- Your objective
Below are some entries. Return exactly the lines from the one with "torch with a point in the photo above." through the final line, leaving out any pictures.

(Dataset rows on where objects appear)
━━━━━━━━━━━━━━━━

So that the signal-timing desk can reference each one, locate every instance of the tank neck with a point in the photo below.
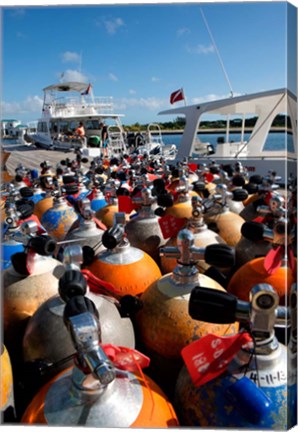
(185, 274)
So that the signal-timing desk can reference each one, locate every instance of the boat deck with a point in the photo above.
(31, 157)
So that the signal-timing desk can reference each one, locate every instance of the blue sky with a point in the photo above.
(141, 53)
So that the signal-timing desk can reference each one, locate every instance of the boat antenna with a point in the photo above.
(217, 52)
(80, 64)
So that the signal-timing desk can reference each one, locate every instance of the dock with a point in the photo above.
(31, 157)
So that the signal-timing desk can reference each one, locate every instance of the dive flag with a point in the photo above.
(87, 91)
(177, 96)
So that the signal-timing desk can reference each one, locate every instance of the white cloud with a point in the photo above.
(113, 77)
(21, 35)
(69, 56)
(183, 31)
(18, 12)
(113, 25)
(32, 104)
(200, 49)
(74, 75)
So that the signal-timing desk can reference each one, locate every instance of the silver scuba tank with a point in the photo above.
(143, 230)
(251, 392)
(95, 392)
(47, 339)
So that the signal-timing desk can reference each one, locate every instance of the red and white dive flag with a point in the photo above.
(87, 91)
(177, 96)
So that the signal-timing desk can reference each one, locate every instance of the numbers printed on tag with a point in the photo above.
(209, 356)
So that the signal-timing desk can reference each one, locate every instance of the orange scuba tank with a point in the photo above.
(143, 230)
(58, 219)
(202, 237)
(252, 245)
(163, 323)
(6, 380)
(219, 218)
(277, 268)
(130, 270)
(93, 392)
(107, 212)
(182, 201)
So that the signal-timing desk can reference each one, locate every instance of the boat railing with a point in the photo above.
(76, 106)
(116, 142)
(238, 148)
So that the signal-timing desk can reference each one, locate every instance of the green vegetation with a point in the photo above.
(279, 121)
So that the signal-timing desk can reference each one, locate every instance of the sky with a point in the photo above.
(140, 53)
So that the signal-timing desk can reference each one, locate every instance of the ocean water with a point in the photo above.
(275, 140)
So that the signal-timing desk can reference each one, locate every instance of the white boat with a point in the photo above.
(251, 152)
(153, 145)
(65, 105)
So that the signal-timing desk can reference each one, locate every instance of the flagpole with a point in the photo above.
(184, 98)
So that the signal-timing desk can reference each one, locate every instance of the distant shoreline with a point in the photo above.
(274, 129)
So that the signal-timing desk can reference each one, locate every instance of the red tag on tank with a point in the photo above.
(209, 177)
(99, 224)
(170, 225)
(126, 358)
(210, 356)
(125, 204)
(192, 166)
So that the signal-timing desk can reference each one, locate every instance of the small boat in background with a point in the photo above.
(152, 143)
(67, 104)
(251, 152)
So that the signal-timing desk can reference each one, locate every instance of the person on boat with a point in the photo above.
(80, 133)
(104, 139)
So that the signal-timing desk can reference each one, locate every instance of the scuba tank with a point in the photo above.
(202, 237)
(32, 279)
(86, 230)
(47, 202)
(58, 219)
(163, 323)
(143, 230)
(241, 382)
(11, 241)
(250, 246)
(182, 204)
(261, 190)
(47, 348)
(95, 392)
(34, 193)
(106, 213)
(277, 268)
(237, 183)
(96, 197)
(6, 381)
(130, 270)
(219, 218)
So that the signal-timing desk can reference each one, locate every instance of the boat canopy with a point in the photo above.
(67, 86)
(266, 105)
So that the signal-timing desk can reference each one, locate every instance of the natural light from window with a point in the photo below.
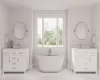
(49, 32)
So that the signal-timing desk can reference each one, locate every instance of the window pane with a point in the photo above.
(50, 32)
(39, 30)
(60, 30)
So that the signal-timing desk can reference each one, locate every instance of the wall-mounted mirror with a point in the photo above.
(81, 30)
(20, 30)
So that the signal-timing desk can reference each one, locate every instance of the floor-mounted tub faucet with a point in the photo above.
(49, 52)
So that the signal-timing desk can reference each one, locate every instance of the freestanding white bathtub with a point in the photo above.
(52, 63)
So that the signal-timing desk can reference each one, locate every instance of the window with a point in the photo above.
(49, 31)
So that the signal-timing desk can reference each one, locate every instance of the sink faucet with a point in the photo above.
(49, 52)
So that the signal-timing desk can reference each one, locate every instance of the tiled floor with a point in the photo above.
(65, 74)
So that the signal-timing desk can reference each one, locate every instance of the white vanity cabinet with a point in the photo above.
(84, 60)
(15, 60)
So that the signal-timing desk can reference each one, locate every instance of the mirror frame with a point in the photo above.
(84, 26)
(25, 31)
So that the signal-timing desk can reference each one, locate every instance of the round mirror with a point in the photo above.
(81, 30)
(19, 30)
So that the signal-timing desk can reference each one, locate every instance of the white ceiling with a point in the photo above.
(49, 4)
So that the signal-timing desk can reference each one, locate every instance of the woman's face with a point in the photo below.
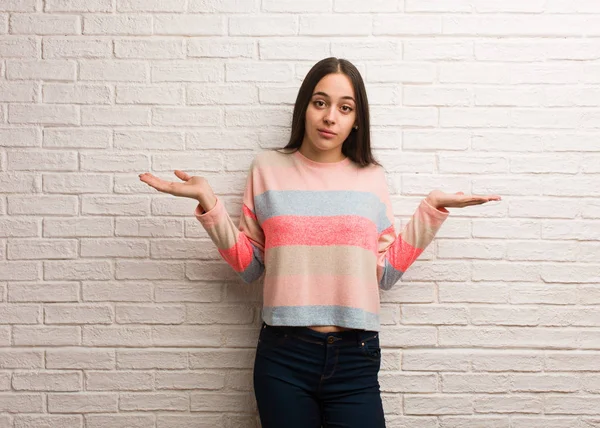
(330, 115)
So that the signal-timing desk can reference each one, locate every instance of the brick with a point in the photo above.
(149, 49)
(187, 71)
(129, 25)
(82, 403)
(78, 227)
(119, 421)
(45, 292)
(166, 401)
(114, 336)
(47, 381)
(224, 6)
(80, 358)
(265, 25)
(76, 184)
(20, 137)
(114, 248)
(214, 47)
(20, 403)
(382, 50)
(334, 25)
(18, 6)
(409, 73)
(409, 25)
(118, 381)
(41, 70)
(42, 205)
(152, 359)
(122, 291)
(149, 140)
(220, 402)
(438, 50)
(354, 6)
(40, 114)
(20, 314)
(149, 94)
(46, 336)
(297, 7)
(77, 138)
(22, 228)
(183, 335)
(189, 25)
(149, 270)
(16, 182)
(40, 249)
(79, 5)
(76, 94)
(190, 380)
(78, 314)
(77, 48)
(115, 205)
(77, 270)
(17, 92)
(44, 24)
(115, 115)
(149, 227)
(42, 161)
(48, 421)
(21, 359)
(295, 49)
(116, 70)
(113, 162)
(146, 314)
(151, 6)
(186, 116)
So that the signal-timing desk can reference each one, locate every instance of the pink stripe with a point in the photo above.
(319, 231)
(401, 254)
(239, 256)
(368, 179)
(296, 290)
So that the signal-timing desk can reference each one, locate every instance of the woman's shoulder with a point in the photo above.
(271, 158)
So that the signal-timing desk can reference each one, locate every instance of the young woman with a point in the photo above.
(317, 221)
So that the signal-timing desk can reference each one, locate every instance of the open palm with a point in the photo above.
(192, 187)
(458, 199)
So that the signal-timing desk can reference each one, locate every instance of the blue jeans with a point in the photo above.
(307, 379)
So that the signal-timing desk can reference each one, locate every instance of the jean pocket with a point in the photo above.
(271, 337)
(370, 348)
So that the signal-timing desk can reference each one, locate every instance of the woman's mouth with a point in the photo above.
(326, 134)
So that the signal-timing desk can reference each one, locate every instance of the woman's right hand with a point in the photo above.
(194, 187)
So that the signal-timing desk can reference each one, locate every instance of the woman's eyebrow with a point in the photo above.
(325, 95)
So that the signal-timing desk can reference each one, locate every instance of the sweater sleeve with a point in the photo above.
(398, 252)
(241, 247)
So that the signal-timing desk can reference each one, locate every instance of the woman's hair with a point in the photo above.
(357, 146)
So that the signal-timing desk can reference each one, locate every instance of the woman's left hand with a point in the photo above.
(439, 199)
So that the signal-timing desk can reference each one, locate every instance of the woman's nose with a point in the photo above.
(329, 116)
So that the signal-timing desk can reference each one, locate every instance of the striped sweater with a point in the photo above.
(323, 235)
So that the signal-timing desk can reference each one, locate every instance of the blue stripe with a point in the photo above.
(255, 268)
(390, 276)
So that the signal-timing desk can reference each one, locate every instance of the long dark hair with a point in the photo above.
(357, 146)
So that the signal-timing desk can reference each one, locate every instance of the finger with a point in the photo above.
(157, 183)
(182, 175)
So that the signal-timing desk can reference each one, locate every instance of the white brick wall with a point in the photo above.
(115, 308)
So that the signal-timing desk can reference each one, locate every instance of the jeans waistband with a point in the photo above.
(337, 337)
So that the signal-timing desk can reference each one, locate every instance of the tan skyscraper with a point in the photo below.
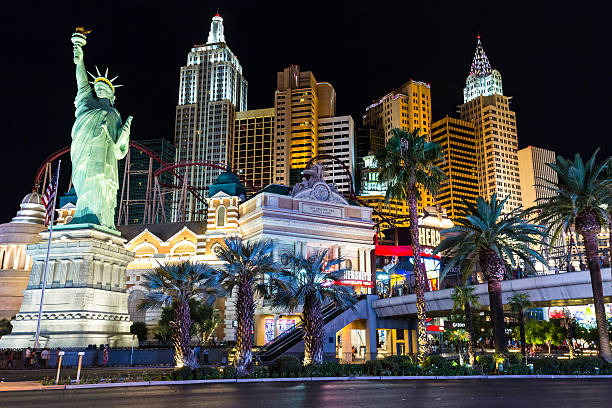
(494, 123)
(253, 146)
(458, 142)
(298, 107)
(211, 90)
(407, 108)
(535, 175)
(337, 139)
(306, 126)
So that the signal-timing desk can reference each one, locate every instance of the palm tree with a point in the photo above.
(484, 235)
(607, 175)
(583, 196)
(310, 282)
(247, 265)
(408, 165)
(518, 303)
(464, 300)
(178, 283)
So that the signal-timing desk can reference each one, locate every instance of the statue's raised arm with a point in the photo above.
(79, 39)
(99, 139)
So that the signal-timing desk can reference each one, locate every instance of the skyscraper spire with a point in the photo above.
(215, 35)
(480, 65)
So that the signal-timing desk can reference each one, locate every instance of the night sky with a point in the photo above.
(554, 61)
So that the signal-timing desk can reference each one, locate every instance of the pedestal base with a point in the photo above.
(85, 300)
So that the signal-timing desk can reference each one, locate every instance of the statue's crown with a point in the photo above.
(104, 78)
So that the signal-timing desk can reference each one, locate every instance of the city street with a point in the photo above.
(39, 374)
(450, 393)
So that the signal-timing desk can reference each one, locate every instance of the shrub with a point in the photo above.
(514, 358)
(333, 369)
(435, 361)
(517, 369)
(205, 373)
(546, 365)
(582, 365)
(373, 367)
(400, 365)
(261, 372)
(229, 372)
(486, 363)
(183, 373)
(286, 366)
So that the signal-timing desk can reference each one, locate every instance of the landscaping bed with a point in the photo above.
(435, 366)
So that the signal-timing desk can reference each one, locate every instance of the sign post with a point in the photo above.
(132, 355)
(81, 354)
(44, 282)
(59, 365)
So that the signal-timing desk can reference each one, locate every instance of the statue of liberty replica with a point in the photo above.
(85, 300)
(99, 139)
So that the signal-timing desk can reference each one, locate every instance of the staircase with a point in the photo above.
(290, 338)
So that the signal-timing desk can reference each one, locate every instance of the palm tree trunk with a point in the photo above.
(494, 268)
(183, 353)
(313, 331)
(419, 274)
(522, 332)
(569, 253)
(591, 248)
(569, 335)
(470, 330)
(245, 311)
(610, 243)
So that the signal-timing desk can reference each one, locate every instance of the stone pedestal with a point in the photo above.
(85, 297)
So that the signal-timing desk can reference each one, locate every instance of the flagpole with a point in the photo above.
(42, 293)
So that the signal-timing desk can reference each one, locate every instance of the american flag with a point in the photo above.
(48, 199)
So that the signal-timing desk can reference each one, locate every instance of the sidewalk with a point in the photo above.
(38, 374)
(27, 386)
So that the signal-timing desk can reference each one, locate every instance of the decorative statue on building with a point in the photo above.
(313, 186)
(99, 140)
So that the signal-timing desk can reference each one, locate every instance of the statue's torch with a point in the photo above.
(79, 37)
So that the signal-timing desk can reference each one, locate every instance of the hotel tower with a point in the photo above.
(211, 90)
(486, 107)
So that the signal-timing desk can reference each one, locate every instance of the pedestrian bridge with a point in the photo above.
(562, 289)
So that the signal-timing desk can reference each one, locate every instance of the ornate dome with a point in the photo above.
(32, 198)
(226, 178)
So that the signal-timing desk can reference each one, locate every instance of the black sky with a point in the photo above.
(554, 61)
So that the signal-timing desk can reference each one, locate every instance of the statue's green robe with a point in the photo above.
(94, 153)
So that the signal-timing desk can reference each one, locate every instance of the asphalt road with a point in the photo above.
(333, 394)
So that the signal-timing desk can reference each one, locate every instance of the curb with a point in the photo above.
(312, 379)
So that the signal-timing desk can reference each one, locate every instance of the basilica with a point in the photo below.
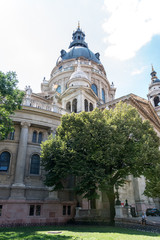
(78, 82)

━━━━━━━━━━━━━━━━

- The answer
So that the signal-timing desk can reference each one, locate every instance of the statue's torch with a point in the photo above.
(79, 37)
So that the signal-timing desk can reference each one, locate every instance of the hotel tower with a point in the photo above.
(211, 90)
(486, 107)
So that the signal-timing desk can reference each one, locate every instance of the pedestrian bridge with a point in the photo above.
(562, 289)
So that the signal-timing desk can reference each one, locate every instance of the ornate dome with a point in the photo above.
(32, 198)
(226, 178)
So that the signal-timing desk can reference each one, locate every instance of the black sky with a point in the photo above.
(554, 61)
So that the signal-timing desk can reference each one, locate every instance of the statue's green robe with a point in the photo above.
(94, 153)
So that the signal-timing desk can reference each one, locate every instance of the asphalt road with a point in the photo above.
(333, 394)
So that the signal-timing desk can reference each one, locate every instance of the curb with a point in the photo above.
(312, 379)
So that the signal-timing desk can reference each one, locate every instance of the basilica with a point in the photo below.
(78, 82)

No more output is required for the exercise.